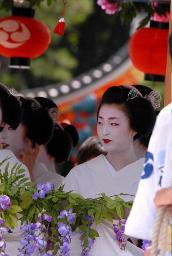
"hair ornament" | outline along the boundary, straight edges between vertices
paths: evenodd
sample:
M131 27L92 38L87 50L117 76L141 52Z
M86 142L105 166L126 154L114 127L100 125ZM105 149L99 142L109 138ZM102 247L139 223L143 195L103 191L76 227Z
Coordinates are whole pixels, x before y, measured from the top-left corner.
M8 97L9 97L10 95L12 96L14 96L16 94L17 92L16 90L13 88L13 87L8 87L7 88L8 93Z
M19 105L20 105L20 106L21 107L21 105L22 105L22 103L20 99L20 96L16 96L16 98L18 102L19 103Z
M58 109L56 108L51 108L48 111L48 113L55 125L60 116Z
M34 111L35 109L37 109L38 108L41 108L41 107L38 102L33 102L31 104L31 107Z
M152 91L149 94L145 95L144 98L151 102L152 107L155 109L160 107L162 97L157 91Z
M137 90L134 89L132 89L130 91L128 94L128 99L126 101L129 100L132 100L136 97L138 97L138 92Z

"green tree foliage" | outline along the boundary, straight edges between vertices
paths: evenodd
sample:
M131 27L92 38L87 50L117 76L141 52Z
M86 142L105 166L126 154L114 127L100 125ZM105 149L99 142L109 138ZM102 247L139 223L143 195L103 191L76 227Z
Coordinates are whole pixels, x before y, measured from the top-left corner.
M29 70L9 68L7 59L1 56L1 82L20 90L67 81L105 61L128 38L129 25L121 25L119 17L107 15L93 0L68 1L64 35L55 34L63 7L61 1L49 7L44 1L35 7L35 18L52 32L50 45L42 55L31 60ZM0 12L1 17L10 15L10 11Z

--

**Set problem:**
Make an exact copy of the data, leaving its pictures out.

**Reply:**
"hair ornament" | outline along the boundary, straight edges between vertices
paths: evenodd
sample:
M131 27L92 38L87 50L117 76L141 52Z
M86 142L105 166L126 154L114 127L100 125ZM105 149L99 142L109 138ZM102 247L139 223L143 195L103 191L76 227Z
Coordinates are whole pixels, x before y, measured from the top-left corner.
M8 97L9 97L10 95L12 96L14 96L16 94L17 92L16 90L13 88L13 87L8 87L7 88L8 93Z
M19 105L20 105L20 106L21 107L21 105L22 105L22 103L20 99L20 96L16 96L16 98L18 102L19 103Z
M58 109L56 108L51 108L48 111L48 113L55 125L60 116Z
M34 111L35 109L37 109L38 108L41 108L41 107L38 102L33 102L31 104L31 107Z
M152 91L149 94L145 95L144 98L151 102L152 107L155 109L160 107L162 97L157 91Z
M137 90L134 89L132 89L130 91L128 94L128 99L126 101L129 100L132 100L136 97L138 97L138 92Z

"green tree foliage" | outline along the boundary, straight edges between vertices
paths: evenodd
sample:
M131 27L92 38L87 50L117 76L141 52Z
M86 142L105 166L126 154L114 127L100 125ZM105 149L99 142L109 138ZM102 247L139 223L143 195L103 191L76 227Z
Coordinates are whole pixels, x before y, measured from the top-left corner.
M29 70L9 68L7 59L1 56L1 82L20 90L67 81L105 61L128 38L129 25L121 25L119 17L107 15L93 0L68 1L64 35L55 34L63 7L61 1L49 7L44 1L35 7L35 18L52 32L50 45L42 55L31 60ZM0 12L1 17L10 15L10 11Z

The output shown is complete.